Written exercise: Copy out every line of the items below, requests included, and add 24 to each bounding-box coordinate in the answers. Leave the pictures out.

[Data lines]
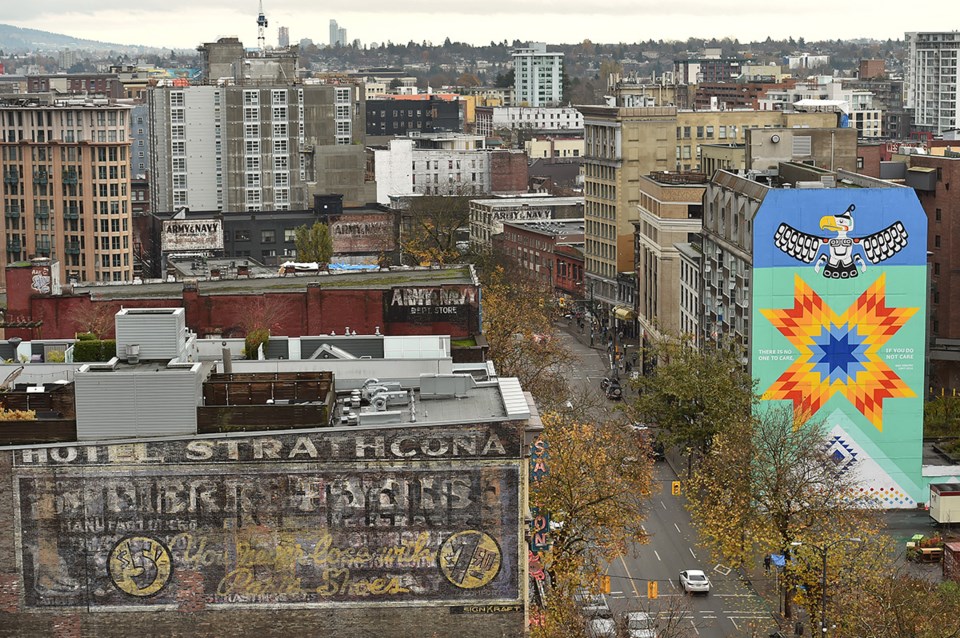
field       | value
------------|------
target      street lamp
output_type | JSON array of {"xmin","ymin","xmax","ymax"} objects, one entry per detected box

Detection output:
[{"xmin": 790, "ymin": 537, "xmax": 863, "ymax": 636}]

Solution to this exercise:
field       | value
------------|------
target      street lamp
output_type | JSON array of {"xmin","ymin","xmax","ymax"} objects, one entry per detected box

Detection output:
[{"xmin": 814, "ymin": 561, "xmax": 887, "ymax": 660}]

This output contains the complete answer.